Point-per-instance localization data:
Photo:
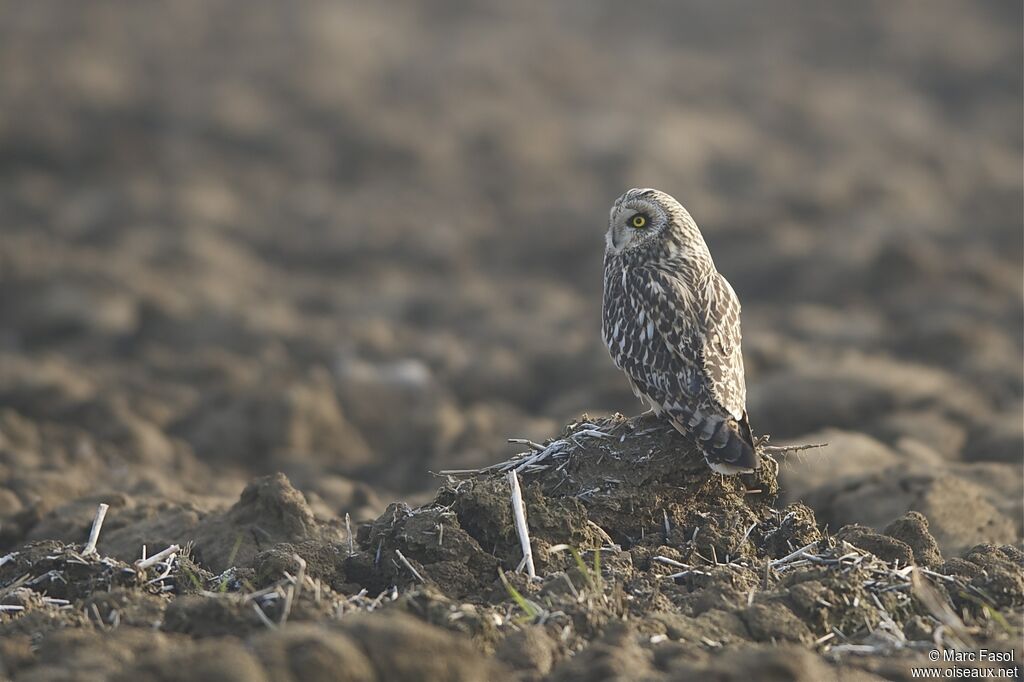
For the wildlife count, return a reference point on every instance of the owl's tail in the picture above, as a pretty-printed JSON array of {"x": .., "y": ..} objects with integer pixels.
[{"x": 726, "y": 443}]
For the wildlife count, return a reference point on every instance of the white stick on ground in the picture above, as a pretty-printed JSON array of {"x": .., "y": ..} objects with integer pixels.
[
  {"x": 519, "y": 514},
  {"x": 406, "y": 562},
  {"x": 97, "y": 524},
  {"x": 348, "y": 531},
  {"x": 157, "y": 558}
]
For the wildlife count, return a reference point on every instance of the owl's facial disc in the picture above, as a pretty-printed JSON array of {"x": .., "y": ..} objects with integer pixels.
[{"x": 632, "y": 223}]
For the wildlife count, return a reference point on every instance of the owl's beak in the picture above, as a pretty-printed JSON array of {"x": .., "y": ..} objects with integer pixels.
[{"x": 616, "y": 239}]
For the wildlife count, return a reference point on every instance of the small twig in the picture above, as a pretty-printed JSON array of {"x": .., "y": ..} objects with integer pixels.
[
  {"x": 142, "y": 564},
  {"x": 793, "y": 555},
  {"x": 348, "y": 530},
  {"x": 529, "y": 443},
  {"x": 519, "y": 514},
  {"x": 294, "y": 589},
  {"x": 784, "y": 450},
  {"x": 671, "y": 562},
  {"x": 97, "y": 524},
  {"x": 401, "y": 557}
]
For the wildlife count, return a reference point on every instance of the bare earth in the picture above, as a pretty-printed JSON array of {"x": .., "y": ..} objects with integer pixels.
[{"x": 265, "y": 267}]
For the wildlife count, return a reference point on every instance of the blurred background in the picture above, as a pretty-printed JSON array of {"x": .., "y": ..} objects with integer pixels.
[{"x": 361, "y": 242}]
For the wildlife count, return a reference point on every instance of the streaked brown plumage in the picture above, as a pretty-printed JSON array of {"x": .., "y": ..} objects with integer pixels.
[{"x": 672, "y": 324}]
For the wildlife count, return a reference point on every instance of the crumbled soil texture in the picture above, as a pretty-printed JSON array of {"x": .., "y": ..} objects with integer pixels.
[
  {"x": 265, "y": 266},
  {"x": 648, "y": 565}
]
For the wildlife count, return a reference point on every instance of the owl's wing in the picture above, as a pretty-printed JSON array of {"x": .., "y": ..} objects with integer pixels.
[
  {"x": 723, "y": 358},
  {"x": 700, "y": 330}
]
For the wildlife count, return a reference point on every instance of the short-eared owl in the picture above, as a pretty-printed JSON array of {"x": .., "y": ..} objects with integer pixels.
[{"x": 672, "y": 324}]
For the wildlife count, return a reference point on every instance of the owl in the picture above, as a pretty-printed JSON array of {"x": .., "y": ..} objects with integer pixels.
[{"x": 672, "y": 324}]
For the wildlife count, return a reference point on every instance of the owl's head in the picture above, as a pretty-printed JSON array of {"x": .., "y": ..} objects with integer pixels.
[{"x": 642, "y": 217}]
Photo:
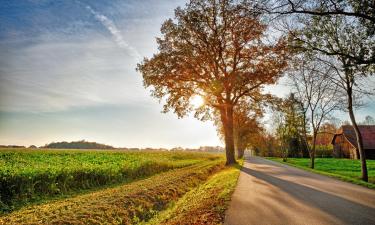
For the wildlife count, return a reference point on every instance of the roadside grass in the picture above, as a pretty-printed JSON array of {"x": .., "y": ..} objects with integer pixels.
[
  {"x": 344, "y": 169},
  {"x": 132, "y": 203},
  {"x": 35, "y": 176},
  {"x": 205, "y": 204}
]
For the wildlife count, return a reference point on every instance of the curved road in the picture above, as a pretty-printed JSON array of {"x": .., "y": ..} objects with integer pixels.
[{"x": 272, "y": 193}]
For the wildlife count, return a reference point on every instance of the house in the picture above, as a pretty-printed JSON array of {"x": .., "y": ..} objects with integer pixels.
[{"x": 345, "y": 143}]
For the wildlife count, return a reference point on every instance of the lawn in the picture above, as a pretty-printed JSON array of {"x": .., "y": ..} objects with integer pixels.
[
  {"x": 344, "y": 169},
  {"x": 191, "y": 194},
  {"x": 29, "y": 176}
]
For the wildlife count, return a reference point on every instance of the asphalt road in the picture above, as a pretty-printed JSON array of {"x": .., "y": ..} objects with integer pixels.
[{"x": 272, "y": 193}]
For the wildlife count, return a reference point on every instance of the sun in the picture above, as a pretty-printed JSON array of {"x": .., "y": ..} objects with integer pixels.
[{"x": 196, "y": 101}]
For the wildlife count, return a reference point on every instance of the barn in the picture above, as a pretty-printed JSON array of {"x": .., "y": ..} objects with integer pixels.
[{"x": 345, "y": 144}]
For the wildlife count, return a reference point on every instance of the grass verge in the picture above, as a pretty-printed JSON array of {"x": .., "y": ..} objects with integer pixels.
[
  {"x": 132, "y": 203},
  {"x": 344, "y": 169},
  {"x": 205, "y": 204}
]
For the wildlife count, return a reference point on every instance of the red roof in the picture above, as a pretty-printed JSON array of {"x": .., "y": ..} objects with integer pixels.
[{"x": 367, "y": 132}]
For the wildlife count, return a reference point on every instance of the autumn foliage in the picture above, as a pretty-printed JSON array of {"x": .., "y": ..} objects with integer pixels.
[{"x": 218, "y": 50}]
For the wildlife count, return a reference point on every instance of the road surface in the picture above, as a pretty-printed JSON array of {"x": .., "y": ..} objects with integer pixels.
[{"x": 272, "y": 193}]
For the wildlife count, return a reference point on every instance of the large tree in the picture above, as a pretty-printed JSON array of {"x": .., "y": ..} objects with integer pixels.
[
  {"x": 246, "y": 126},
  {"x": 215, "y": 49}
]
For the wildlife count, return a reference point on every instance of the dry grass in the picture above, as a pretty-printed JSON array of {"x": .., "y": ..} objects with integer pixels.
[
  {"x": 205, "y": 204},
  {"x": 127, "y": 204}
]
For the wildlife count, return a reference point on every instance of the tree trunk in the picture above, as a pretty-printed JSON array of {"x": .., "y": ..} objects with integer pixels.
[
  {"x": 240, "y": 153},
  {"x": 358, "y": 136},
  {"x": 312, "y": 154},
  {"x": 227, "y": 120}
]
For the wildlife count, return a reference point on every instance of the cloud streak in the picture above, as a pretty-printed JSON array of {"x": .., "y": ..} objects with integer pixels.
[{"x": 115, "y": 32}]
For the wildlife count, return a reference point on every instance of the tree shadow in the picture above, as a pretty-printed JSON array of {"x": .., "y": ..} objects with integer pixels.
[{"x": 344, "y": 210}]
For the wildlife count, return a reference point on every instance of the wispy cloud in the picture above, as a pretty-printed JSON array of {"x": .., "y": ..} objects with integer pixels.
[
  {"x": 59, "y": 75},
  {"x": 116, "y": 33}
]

**What is expected**
Output the data exactly, pictures omitted.

**Response**
Photo:
For the wildlife count, return a reference point on every instance of the owl's tail in the picture above, as a pretty-printed JSON array of {"x": .., "y": ..} objects with integer pixels.
[{"x": 726, "y": 443}]
For the wildlife count, return a reference point on every instance of the white stick on ground in the picture above, as a pretty-printed JSON array of {"x": .., "y": ..} objects with integer pixels.
[
  {"x": 519, "y": 514},
  {"x": 406, "y": 562},
  {"x": 97, "y": 524},
  {"x": 348, "y": 531},
  {"x": 157, "y": 558}
]
For the wildlife count, return a reference point on every instance of the owl's facial disc in the picture above, as a pretty-printed JSON array of {"x": .., "y": ..} objects with integer pixels.
[{"x": 632, "y": 223}]
For the wildlife count, return a reference point on every instance of the owl's beak in the picture above, as a pretty-printed JSON array of {"x": .., "y": ..} objects with integer pixels.
[{"x": 616, "y": 239}]
For the wildlife count, return a reference point on every instance of the small twig in the picture above, as a pretty-printed JSON array of {"x": .., "y": ..} objects with integer pixels.
[
  {"x": 142, "y": 564},
  {"x": 793, "y": 555},
  {"x": 348, "y": 530},
  {"x": 529, "y": 443},
  {"x": 519, "y": 514},
  {"x": 294, "y": 589},
  {"x": 784, "y": 450},
  {"x": 671, "y": 562},
  {"x": 97, "y": 524},
  {"x": 401, "y": 557}
]
For the wildlife count, return a reference point on every instance of the bare earth in the picture above, as a pretty-printed JSON array of {"x": .., "y": ..} objects with integer pixels.
[{"x": 265, "y": 267}]
For the wildlife count, return a reference point on every instance of the blurred background in the picture above, as a pretty-printed JSON array of {"x": .., "y": ..} objects with integer pixels.
[{"x": 361, "y": 242}]
For the wildlife count, return a reference point on every instance of the streaked brown plumage in the picture above, as a pretty-printed JSON array of {"x": .., "y": ..} objects with integer pixels.
[{"x": 672, "y": 324}]
For the wildlife count, return a reference point on every instance of the crumbled soil texture in the picture above, as a pretty-printed JSON array of {"x": .., "y": ..} objects with integer pixels.
[
  {"x": 265, "y": 266},
  {"x": 648, "y": 565}
]
For the wildlife count, return a reference point on every instance of the owl's wing in the picture above, as a pretty-printed JSON array of {"x": .., "y": ..} objects with integer pixels.
[
  {"x": 723, "y": 358},
  {"x": 700, "y": 330}
]
For the wildlife count, return a reference point on every instance of the short-eared owl in the picture above, as a pretty-printed JSON array of {"x": .., "y": ..} objects with integer pixels.
[{"x": 672, "y": 324}]
For the wildlife count, return a reference point on every instance of the owl in the picture above, as a pretty-printed JSON array of {"x": .., "y": ..} objects with integer pixels.
[{"x": 672, "y": 324}]
For the wildlife count, return a reference point on every instance of the owl's head in the picture above, as a pretty-printed JSON array of {"x": .., "y": ..} objects with integer pixels.
[{"x": 642, "y": 217}]
Photo:
For the wildlife count, return a reference point on every instance of the roadside grass in the picture above, as a pretty-printed JSON array of {"x": .., "y": ..} objects with integer pixels.
[
  {"x": 344, "y": 169},
  {"x": 132, "y": 203},
  {"x": 35, "y": 176},
  {"x": 205, "y": 204}
]
For the wildlife count, return a reference point on every instance of the curved road in the picture above, as a pretty-printed JSON array of {"x": .., "y": ..} objects with integer pixels.
[{"x": 272, "y": 193}]
For the wildlife count, return a reference point on every instance of the house in the picture above, as a pretty-printed JSON array of {"x": .., "y": ..} objects with integer pixels.
[{"x": 345, "y": 143}]
For the wildlife count, return a reference point on every instance of the lawn in the picture above, as a pretty-printed JSON array of {"x": .., "y": ..} objects with integer pixels.
[
  {"x": 344, "y": 169},
  {"x": 191, "y": 194},
  {"x": 29, "y": 176}
]
For the wildlife count, return a reference point on every instance of the asphalt road in the picture above, as a pretty-printed JSON array of {"x": .., "y": ..} objects with integer pixels.
[{"x": 272, "y": 193}]
For the wildlife count, return a reference point on every instance of the sun in the picture above, as a pretty-printed JSON array of {"x": .., "y": ..} objects with integer pixels.
[{"x": 196, "y": 101}]
For the wildlife count, return a reference point on every instance of the barn in the picture above, as a pretty-printed JSON array of {"x": .., "y": ..} objects with integer pixels.
[{"x": 345, "y": 144}]
For the wildlife count, return a reference point on every instance of the grass verge in the picture above, as a pretty-printed JSON array of {"x": .., "y": ..} objects with integer pixels.
[
  {"x": 132, "y": 203},
  {"x": 344, "y": 169},
  {"x": 205, "y": 204}
]
For the wildlife count, return a reference point on every instance of the red roof in the picture above, as a pretty-printed JSON array of {"x": .., "y": ..} objects with integer pixels.
[{"x": 367, "y": 132}]
For the wildlife count, return a reference point on every instance of the autumn foliage in the picture above, as a pretty-printed JSON array of {"x": .., "y": ..} objects with integer pixels.
[{"x": 218, "y": 50}]
For the wildlife count, return a reference point on every instance of the road surface in the picture above, as a pretty-printed JSON array of {"x": .., "y": ..} objects with integer pixels.
[{"x": 272, "y": 193}]
For the wildlife count, return a reference point on every instance of the large tree in the picture above, as a pretty-printed JSON array of {"x": .., "y": ..} objects with integer pixels.
[
  {"x": 246, "y": 126},
  {"x": 215, "y": 49}
]
For the wildlife count, return a reference point on every instance of the dry grass in the picture above, as a pretty-printed JSON array of {"x": .., "y": ..} objects with integer pixels.
[
  {"x": 205, "y": 204},
  {"x": 127, "y": 204}
]
For the wildlife count, return a reference point on every instance of the tree trunk in the picture above, as a pretty-printed JSON array of {"x": .., "y": ..} objects with integer pixels.
[
  {"x": 240, "y": 153},
  {"x": 358, "y": 136},
  {"x": 312, "y": 154},
  {"x": 227, "y": 120}
]
For the wildlife count, return a reference point on every instance of the cloud streak in the picture above, as a pretty-printed JSON array of {"x": .., "y": ..} objects with integer pixels.
[{"x": 115, "y": 32}]
For the wildlife count, return a reference point on every instance of the tree shadow in the picture above, as a pretty-printed JSON array of {"x": .., "y": ..} objects with integer pixels.
[{"x": 344, "y": 210}]
For the wildlife count, return a reference point on every instance of the wispy cloud in the picture above, as a pretty-printed JSON array of {"x": .., "y": ..} objects with integer pixels.
[
  {"x": 59, "y": 75},
  {"x": 116, "y": 33}
]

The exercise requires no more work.